Below are records; reproduce exactly the lines from the first through the one containing "Segment every instance of the lime wedge.".

* * * *

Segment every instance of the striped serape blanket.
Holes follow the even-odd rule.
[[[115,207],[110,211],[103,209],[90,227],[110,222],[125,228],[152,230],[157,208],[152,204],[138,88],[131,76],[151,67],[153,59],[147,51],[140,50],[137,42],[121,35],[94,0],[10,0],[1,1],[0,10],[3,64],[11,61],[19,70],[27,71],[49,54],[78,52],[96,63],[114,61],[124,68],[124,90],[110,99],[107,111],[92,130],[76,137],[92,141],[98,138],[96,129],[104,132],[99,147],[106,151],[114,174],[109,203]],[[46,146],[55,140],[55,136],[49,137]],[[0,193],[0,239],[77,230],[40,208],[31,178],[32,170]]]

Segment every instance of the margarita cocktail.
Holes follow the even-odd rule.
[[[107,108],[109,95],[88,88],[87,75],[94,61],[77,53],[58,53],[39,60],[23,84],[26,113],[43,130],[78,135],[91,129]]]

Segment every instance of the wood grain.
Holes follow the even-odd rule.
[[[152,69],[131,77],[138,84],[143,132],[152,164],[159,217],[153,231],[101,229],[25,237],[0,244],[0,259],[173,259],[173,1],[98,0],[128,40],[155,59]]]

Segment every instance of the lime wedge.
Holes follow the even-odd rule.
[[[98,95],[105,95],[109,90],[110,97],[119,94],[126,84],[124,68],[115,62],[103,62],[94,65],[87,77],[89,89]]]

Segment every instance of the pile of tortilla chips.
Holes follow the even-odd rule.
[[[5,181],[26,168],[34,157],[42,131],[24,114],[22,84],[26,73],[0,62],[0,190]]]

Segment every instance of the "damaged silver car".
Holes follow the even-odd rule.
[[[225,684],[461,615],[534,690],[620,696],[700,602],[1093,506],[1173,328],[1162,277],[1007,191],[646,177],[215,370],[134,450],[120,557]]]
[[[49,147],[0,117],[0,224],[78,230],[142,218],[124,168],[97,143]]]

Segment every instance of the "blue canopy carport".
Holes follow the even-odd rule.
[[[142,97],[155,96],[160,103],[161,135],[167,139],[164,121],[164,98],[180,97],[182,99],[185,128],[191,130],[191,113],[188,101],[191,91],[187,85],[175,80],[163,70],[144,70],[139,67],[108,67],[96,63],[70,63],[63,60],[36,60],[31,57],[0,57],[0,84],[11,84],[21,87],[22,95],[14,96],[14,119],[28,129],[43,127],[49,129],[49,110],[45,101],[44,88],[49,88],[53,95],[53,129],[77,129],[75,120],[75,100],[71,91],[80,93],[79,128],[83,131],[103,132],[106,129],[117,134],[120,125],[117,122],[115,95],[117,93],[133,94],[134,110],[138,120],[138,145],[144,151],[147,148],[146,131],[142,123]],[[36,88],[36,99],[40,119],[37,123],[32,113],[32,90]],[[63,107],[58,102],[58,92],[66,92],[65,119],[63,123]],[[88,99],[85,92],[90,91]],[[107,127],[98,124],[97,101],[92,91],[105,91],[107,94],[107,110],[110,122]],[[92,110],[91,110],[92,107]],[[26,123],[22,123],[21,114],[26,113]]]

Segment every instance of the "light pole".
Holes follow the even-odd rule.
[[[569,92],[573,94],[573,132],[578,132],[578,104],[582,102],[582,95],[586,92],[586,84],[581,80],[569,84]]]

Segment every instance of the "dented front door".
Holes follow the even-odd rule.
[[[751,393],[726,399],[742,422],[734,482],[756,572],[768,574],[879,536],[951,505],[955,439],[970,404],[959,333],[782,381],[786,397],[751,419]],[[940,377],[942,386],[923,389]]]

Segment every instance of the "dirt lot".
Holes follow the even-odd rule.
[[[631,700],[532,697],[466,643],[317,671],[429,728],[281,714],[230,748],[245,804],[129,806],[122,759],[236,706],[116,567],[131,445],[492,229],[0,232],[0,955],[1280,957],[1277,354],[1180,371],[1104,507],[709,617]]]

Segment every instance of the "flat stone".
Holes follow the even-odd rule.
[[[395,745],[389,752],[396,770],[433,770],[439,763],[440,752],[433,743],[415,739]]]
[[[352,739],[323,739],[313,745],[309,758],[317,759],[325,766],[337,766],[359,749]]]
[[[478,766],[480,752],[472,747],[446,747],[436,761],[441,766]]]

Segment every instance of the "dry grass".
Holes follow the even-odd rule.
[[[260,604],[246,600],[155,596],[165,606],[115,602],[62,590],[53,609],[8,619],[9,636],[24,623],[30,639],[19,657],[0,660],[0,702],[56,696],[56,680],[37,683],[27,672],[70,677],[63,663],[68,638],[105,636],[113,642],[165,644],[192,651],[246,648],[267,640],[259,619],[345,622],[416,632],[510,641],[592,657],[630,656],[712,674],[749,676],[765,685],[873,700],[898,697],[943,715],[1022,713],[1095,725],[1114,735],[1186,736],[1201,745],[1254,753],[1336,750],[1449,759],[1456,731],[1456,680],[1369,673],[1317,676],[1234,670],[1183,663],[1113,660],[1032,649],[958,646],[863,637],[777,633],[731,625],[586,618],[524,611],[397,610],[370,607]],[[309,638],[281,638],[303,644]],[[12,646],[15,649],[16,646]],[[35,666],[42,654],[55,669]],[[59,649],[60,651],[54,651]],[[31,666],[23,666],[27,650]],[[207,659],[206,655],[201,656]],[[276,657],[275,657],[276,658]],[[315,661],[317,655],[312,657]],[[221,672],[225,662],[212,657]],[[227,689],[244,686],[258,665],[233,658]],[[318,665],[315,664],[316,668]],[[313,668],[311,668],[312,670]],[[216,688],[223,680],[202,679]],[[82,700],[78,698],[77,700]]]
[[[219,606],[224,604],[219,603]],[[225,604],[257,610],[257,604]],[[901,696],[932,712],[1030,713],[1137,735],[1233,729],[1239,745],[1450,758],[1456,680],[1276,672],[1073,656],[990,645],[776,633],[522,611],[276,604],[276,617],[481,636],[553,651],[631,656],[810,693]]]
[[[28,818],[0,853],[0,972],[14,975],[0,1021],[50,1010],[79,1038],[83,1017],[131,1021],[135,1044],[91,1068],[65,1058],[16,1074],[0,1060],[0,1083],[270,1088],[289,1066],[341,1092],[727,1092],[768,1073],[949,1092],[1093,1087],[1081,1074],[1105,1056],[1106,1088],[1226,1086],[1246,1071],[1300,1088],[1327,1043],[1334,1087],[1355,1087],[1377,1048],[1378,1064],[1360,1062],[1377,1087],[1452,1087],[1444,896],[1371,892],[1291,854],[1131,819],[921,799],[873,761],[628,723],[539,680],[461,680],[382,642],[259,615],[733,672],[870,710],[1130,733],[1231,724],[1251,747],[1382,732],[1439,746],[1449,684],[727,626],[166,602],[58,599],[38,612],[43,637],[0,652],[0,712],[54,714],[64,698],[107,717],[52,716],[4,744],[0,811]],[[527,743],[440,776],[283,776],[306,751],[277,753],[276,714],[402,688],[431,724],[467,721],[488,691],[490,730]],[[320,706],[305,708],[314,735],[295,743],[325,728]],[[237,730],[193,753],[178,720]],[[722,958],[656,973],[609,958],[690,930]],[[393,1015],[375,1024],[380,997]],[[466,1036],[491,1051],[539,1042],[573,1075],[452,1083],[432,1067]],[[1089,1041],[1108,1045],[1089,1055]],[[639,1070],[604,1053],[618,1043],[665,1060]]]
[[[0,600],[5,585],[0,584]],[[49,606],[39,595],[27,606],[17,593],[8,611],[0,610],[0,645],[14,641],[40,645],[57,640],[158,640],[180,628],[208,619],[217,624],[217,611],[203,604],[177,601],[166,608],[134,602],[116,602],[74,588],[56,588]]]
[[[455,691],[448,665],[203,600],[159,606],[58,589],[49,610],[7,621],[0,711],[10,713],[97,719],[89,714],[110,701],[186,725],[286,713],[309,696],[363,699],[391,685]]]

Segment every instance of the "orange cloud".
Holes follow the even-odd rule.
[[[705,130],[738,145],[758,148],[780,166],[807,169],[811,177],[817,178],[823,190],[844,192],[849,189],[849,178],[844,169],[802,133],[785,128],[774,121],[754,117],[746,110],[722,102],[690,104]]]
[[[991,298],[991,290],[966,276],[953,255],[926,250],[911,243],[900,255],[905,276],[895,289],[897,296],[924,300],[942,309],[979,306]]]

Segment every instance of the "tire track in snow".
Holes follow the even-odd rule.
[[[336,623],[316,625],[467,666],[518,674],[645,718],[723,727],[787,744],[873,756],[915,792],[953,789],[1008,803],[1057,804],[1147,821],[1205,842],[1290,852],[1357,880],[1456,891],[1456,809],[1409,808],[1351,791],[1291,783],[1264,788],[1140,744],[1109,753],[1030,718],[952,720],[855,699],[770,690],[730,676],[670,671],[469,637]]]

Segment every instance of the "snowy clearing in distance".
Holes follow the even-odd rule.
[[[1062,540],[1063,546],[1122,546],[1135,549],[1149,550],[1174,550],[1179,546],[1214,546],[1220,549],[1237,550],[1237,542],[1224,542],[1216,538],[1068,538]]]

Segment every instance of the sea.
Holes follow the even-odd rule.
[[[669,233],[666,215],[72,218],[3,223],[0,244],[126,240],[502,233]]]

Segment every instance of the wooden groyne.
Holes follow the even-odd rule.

* * * *

PROBLEM SOLUTION:
Segment every instance of the striped serape blanket.
Holes follow the even-odd rule.
[[[115,207],[110,211],[103,209],[90,227],[110,222],[125,228],[152,230],[157,208],[152,204],[138,88],[131,76],[151,67],[153,59],[147,51],[140,50],[137,42],[121,35],[94,0],[10,0],[1,1],[0,10],[3,64],[11,61],[19,70],[27,71],[49,54],[78,52],[96,63],[114,61],[124,68],[124,90],[110,99],[107,111],[92,130],[76,137],[92,141],[98,138],[96,129],[104,132],[99,147],[106,151],[114,174],[109,203]],[[46,146],[55,140],[55,136],[49,137]],[[0,193],[0,239],[77,230],[40,208],[31,178],[32,170]]]

Segment every instance of the margarita cocktail.
Holes follow the even-odd rule.
[[[107,108],[109,95],[88,88],[87,75],[94,61],[77,53],[58,53],[39,60],[23,84],[26,113],[43,130],[78,135],[91,129]]]

Segment every instance of the wood grain.
Holes follow the even-odd rule.
[[[152,69],[131,77],[138,84],[143,132],[152,164],[159,217],[153,231],[101,229],[25,237],[0,244],[0,259],[173,259],[173,1],[98,0],[128,40],[155,59]]]

Segment every instance of the lime wedge.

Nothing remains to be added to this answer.